** BEGIN **
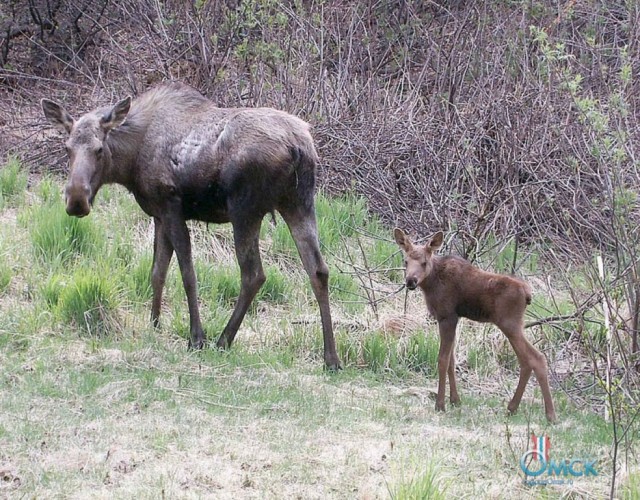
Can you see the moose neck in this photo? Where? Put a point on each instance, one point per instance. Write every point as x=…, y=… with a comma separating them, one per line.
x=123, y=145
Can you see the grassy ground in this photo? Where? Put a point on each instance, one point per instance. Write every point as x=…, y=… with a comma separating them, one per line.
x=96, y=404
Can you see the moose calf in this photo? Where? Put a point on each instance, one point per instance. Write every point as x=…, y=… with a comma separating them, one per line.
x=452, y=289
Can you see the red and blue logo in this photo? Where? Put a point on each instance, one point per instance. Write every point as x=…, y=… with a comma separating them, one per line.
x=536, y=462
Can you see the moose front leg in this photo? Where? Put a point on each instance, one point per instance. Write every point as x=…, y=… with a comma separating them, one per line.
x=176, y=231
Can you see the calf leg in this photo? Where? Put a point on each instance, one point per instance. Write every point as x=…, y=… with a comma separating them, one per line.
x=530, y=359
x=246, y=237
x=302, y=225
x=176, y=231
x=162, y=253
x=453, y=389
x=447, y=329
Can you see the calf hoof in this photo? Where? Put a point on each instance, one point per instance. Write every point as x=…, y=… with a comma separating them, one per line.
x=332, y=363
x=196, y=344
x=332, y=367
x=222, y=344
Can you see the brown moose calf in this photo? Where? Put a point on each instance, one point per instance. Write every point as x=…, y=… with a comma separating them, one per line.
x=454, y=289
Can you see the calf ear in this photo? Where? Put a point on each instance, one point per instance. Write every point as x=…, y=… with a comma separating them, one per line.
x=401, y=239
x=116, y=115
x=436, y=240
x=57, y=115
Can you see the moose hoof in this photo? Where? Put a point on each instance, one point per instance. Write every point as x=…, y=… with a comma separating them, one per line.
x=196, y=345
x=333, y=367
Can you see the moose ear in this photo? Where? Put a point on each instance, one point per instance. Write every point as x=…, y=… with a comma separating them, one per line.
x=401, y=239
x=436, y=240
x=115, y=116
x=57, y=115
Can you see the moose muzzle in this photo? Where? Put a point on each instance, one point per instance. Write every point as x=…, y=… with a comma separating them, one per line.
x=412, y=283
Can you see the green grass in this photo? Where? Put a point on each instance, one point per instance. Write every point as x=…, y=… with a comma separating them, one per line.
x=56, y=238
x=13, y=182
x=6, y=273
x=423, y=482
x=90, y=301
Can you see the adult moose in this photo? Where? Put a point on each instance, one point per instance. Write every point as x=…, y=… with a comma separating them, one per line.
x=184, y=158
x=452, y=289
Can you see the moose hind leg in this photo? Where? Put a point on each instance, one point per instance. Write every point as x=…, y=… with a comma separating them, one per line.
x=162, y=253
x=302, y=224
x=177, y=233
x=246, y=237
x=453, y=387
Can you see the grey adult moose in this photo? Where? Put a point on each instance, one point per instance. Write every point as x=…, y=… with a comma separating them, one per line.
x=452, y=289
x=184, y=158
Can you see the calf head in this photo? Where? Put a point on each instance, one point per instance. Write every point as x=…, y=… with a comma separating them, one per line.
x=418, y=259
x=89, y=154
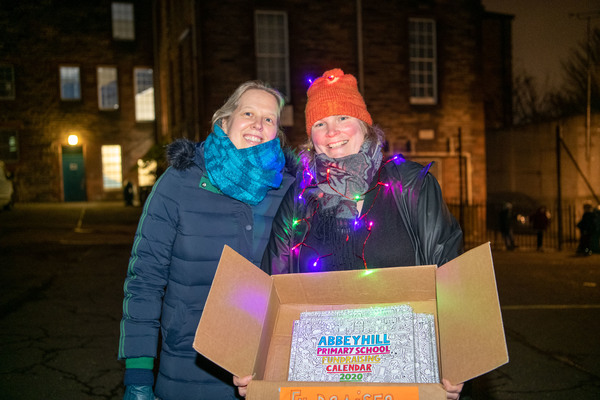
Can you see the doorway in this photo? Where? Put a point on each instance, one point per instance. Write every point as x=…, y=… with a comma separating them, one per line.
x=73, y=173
** END **
** BEGIN **
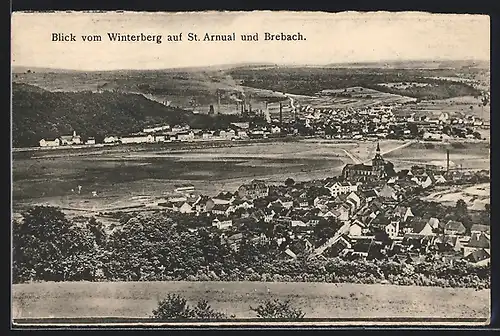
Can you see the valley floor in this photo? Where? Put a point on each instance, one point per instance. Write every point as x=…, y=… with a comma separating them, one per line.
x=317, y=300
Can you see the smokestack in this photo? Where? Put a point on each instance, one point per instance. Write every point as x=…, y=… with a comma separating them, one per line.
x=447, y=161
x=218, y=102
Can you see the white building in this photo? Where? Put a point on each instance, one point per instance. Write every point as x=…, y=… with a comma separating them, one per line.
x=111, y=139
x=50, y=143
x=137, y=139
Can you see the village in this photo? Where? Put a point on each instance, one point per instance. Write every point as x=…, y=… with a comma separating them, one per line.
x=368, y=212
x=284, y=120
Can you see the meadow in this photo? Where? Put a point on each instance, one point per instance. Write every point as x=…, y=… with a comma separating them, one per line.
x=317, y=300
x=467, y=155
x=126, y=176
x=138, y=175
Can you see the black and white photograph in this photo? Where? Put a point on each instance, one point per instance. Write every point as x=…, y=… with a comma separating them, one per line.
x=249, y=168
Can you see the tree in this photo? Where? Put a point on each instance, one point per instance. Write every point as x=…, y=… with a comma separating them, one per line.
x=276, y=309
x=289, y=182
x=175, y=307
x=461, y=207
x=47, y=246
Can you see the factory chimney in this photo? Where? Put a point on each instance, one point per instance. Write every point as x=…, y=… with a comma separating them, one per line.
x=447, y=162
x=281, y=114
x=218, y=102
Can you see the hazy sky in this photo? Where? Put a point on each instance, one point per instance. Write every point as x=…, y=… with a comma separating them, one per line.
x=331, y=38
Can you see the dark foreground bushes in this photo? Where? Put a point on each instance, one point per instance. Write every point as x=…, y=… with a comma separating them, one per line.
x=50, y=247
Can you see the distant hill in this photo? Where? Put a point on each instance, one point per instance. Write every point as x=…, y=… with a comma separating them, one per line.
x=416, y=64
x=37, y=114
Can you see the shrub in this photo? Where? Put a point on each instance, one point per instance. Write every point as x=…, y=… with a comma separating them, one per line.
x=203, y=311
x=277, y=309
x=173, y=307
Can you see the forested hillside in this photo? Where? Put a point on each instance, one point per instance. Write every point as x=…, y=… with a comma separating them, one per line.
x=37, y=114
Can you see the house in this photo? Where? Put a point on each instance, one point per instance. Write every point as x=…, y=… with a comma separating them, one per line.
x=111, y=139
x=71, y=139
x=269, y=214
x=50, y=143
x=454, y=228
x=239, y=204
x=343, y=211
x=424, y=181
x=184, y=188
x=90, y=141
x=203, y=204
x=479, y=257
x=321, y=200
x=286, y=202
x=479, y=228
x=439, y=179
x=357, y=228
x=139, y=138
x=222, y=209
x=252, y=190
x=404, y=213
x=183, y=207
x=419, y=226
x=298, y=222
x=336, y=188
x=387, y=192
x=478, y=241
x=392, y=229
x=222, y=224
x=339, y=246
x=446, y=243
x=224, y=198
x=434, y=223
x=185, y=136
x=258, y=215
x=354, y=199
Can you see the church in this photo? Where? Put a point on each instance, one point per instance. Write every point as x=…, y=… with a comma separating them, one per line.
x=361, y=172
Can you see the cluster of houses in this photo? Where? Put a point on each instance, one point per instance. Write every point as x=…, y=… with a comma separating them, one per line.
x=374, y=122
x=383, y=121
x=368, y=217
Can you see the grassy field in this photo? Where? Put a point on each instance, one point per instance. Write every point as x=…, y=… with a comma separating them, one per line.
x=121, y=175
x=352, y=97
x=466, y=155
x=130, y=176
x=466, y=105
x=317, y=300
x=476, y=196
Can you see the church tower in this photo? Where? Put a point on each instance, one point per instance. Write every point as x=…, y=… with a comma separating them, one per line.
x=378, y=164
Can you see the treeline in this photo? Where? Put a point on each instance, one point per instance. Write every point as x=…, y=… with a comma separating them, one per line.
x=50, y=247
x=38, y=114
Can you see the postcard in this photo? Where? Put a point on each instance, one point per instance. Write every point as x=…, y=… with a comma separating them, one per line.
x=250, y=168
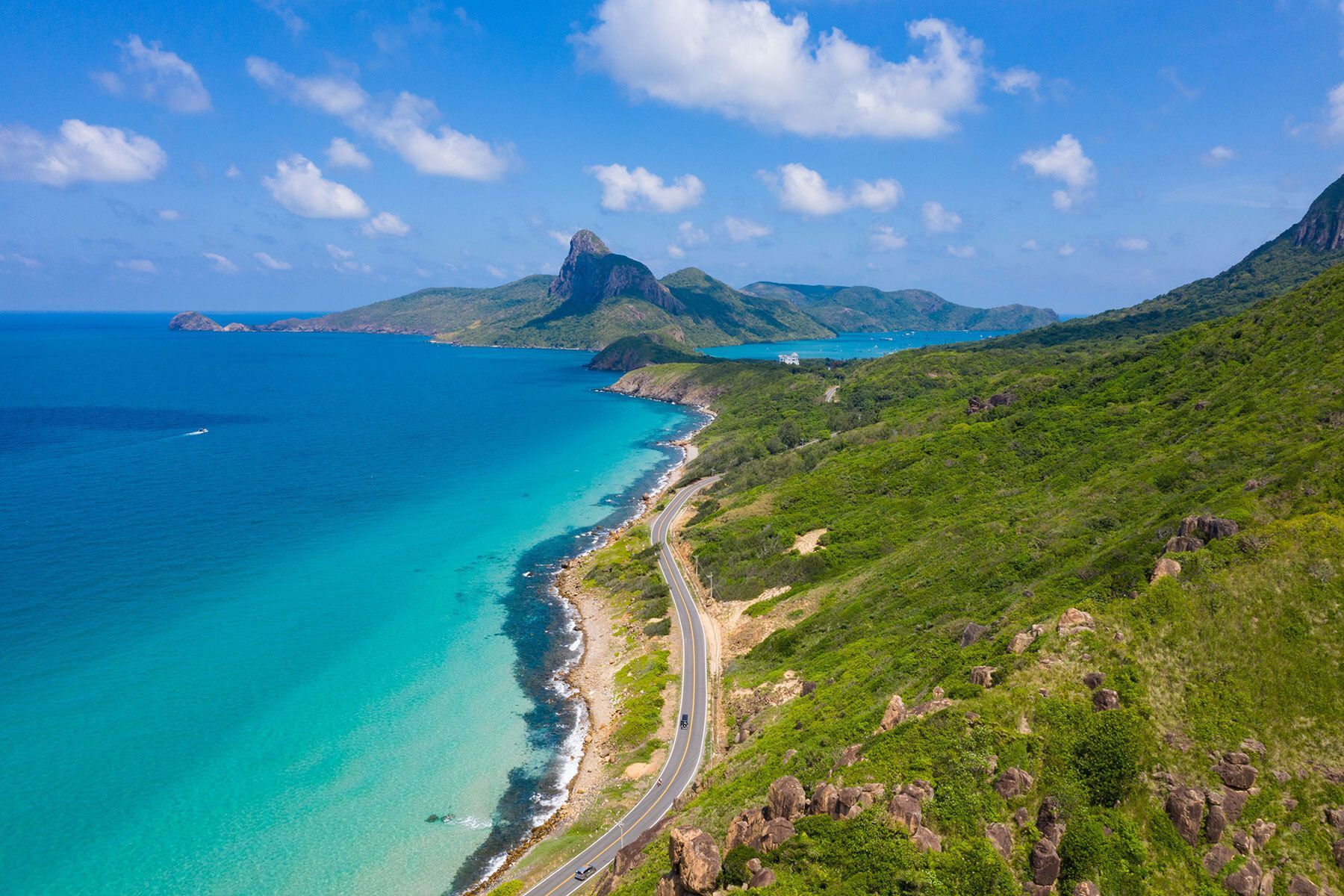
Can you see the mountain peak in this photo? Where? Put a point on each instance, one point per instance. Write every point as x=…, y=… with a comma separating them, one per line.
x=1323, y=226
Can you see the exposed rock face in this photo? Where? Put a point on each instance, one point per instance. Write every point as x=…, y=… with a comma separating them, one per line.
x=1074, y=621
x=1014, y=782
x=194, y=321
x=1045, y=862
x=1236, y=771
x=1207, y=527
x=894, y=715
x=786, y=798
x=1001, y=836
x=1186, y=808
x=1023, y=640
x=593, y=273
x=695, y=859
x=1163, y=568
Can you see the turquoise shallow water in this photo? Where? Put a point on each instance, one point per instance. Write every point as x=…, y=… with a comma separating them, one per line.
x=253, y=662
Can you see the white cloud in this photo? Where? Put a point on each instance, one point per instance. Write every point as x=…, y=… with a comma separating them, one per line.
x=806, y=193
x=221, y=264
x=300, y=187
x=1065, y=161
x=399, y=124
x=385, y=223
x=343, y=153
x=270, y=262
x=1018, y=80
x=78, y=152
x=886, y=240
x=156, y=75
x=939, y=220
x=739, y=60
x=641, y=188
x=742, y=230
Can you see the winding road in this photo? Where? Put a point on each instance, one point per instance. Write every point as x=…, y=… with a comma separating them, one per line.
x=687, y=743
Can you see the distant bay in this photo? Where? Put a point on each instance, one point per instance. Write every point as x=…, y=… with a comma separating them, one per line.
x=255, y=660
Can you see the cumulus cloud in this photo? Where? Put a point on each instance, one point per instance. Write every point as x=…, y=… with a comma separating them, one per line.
** END **
Exercise requirements:
Render the lines from the one containing "Can you see the doorway" through the one containing "x=73, y=173" as a Markdown table with the columns Number and Text, giving each line its own numbered row and leaving out any blank lines.

Reply to the exercise:
| Number | Text |
|---|---|
| 1 | Can you see the doorway in this photo? Where? Put a point on each instance, one point per instance. Write every point as x=…, y=… with a comma separating them, one per line. |
| 2 | x=73, y=173 |